The Soul to Soul Tour was a concert tour through North America, Europe and Australasia, undertaken by American blues rock band Stevie Ray Vaughan and Double Trouble from 1985 through 1986. At the beginning of the tour, the band had finished recording their album Soul to Soul. Their commercial and critical acclaim had been demonstrated during the Couldn't Stand the Weather Tour in 1984, when they had played before a sold-out audience at Carnegie Hall. Longing for opportunities to expand the group's lineup, Vaughan and Double Trouble hired keyboardist Reese Wynans during the Soul to Soul recording sessions in Dallas, Texas. Throughout the tour, the band's success was confirmed as their performances consistently amazed and gratified their audiences.
The first leg of the tour's itinerary took the band to the United States and then on to Europe, where they performed for nearly two weeks. They then returned to North America where during a span of eight months, they alternated visits between the US and Canada, before the fourth leg took the group to Australasia. After two additional North American legs, the band made a second trip to Europe, where the schedule of performances was interrupted after Vaughan suffered a mental breakdown, although he continued to perform for two more shows. The final leg in Europe incorporated stops in seven countries, before the group's return to the US in October 1986.
Although the tour elicited a variety of reactions from music critics, it was generally well-received. Among several sold-out shows, the Farm Aid concert sold over 40,000 tickets. The band's 1986 live album, Live Alive, was recorded during select shows of the tour, and many of its songs were played in 1986 through 1988. The length of the Soul to Soul Tour, then Vaughan and Double Trouble's longest, exhausted the band as the final leg unfolded. However, the extended break at the tour's conclusion enabled both Vaughan and bassist Tommy Shannon to enter treatment for drug and alcohol addictions and successfully achieve sobriety. In Vaughan's case, this lifestyle would continue through further tours in the following four years, prior to his death in a helicopter accident in August 1990.

# What to produce
Resume the account of the Soul to Soul Tour above, writing on from its final sentence.

# Natural-language object grounding data
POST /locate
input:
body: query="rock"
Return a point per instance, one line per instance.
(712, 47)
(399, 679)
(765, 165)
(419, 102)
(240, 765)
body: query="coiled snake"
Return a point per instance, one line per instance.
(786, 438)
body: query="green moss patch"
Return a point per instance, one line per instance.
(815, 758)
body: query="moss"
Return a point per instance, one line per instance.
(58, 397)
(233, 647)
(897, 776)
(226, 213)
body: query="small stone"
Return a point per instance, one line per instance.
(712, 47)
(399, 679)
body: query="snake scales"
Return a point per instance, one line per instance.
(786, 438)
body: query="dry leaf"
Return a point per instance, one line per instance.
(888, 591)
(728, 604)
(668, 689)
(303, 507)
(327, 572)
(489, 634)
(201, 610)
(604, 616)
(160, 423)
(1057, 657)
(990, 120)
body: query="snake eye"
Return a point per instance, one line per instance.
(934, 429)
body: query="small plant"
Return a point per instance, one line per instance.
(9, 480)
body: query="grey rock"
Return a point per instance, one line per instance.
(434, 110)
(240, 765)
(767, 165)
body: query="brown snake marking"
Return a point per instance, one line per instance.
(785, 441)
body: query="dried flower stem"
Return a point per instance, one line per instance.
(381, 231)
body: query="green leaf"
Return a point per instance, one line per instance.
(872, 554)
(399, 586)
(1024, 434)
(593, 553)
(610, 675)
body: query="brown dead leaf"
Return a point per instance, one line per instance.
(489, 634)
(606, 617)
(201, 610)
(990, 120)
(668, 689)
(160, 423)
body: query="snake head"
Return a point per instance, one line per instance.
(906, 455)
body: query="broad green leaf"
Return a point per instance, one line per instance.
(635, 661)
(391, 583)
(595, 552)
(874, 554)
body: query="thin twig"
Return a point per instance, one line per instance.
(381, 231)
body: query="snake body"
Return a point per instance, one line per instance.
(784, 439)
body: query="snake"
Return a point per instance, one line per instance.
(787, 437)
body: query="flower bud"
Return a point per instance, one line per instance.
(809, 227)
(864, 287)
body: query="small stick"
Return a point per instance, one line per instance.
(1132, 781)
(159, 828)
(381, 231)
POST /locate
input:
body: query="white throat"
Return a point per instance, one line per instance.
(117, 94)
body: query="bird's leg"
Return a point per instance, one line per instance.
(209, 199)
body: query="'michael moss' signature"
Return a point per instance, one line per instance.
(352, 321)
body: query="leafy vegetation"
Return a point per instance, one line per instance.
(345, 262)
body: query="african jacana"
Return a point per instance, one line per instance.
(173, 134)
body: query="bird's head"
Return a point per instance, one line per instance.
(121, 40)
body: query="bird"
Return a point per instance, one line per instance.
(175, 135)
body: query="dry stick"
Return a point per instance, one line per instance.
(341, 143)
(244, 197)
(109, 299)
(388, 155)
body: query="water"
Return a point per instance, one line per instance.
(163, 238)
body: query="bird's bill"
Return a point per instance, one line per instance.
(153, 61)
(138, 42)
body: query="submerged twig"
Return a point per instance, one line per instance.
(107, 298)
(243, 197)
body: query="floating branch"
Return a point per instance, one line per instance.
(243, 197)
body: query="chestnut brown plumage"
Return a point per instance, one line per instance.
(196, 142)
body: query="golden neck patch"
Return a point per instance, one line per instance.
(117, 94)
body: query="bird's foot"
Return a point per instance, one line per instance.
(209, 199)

# Task answer
Video Soul to Soul Tour
Background
Stevie Ray Vaughan is widely regarded as one of the most influential electric guitarists in the history of blues music, and one of the most important musicians in the revival of blues in the 1980s. Allmusic describes him as "a rocking powerhouse of a guitarist who gave blues a burst of momentum in the '80s, with influence still felt long after his tragic death." Despite a mainstream career that spanned only seven years, Vaughan eventually became recognized among musicians as the future standard for success and promise in blues. Biographer Craig Hopkins explains that Vaughan's talent was the result of the youth culture in the 1960s: "the popularity of playing instruments as a form of teen entertainment, the prevalence of teen dances, the success of his older brother, the practicality of playing guitar as an outlet for a shy boy and the singular, intense focus on the guitar all contributed to create one of the best electric guitar players of all time."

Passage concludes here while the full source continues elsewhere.